>> begin Rows

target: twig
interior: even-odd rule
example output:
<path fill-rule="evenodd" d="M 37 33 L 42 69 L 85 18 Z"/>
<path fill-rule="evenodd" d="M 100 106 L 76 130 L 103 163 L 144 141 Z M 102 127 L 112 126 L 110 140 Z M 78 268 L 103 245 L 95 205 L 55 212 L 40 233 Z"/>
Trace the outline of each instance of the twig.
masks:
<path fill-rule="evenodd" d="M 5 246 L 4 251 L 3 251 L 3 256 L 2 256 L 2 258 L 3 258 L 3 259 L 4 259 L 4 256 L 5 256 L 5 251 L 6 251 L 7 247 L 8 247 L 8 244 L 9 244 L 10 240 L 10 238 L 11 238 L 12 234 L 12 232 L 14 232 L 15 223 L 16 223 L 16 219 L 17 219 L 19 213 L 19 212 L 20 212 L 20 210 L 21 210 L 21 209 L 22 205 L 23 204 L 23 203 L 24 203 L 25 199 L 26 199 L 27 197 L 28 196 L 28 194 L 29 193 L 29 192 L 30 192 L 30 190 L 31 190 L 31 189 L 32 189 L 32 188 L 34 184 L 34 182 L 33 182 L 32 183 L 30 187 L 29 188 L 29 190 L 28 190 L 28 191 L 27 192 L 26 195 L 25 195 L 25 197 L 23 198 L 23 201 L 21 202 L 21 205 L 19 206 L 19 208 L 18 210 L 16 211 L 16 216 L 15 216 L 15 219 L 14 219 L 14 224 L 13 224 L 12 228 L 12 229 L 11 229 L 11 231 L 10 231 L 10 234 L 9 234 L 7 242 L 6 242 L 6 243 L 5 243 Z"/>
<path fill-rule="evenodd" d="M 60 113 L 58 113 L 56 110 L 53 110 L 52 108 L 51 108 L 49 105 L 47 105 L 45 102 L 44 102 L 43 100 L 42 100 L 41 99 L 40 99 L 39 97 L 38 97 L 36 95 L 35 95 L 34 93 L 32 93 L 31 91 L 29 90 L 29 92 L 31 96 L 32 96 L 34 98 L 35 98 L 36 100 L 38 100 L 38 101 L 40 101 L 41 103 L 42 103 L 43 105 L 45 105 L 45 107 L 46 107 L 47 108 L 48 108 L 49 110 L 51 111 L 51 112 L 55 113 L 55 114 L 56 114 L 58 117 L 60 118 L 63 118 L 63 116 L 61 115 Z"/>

>> end Rows

## Stated goal
Return all the data exactly as given.

## Response to this exercise
target: twig
interior: even-odd rule
example output:
<path fill-rule="evenodd" d="M 37 33 L 42 69 L 85 18 Z"/>
<path fill-rule="evenodd" d="M 100 106 L 76 130 L 103 163 L 144 141 Z M 102 127 L 112 126 L 110 140 Z M 78 268 L 103 245 L 95 205 L 55 212 L 40 233 Z"/>
Trace the outline of each instance of the twig.
masks:
<path fill-rule="evenodd" d="M 5 246 L 4 251 L 3 251 L 3 256 L 2 256 L 2 258 L 3 258 L 3 259 L 4 259 L 4 256 L 5 256 L 5 251 L 6 251 L 7 247 L 8 247 L 8 244 L 9 244 L 10 240 L 10 238 L 11 238 L 12 234 L 12 232 L 14 232 L 15 223 L 16 223 L 16 219 L 17 219 L 19 213 L 19 212 L 20 212 L 20 210 L 21 210 L 21 209 L 22 205 L 23 204 L 23 203 L 24 203 L 25 199 L 26 199 L 27 197 L 28 196 L 28 194 L 29 193 L 29 192 L 30 192 L 30 190 L 31 190 L 31 189 L 32 189 L 32 188 L 34 184 L 34 182 L 33 182 L 32 183 L 30 187 L 29 188 L 29 190 L 28 190 L 28 191 L 27 192 L 26 195 L 25 195 L 25 197 L 23 198 L 23 201 L 21 202 L 21 205 L 19 206 L 19 208 L 18 210 L 16 211 L 16 216 L 15 216 L 15 219 L 14 219 L 14 224 L 13 224 L 12 228 L 12 229 L 11 229 L 11 231 L 10 231 L 10 234 L 9 234 L 7 242 L 6 242 L 6 243 L 5 243 Z"/>
<path fill-rule="evenodd" d="M 60 113 L 58 113 L 56 110 L 53 110 L 52 108 L 51 108 L 49 105 L 47 105 L 45 102 L 44 102 L 43 100 L 42 100 L 41 99 L 40 99 L 39 97 L 38 97 L 36 95 L 35 95 L 34 93 L 32 93 L 31 91 L 29 90 L 29 92 L 31 96 L 32 96 L 34 98 L 35 98 L 36 100 L 38 100 L 38 101 L 40 101 L 41 103 L 42 103 L 43 105 L 45 105 L 45 107 L 46 107 L 47 108 L 48 108 L 49 110 L 51 111 L 51 112 L 55 113 L 55 114 L 56 114 L 58 117 L 60 118 L 63 118 L 63 116 L 61 115 Z"/>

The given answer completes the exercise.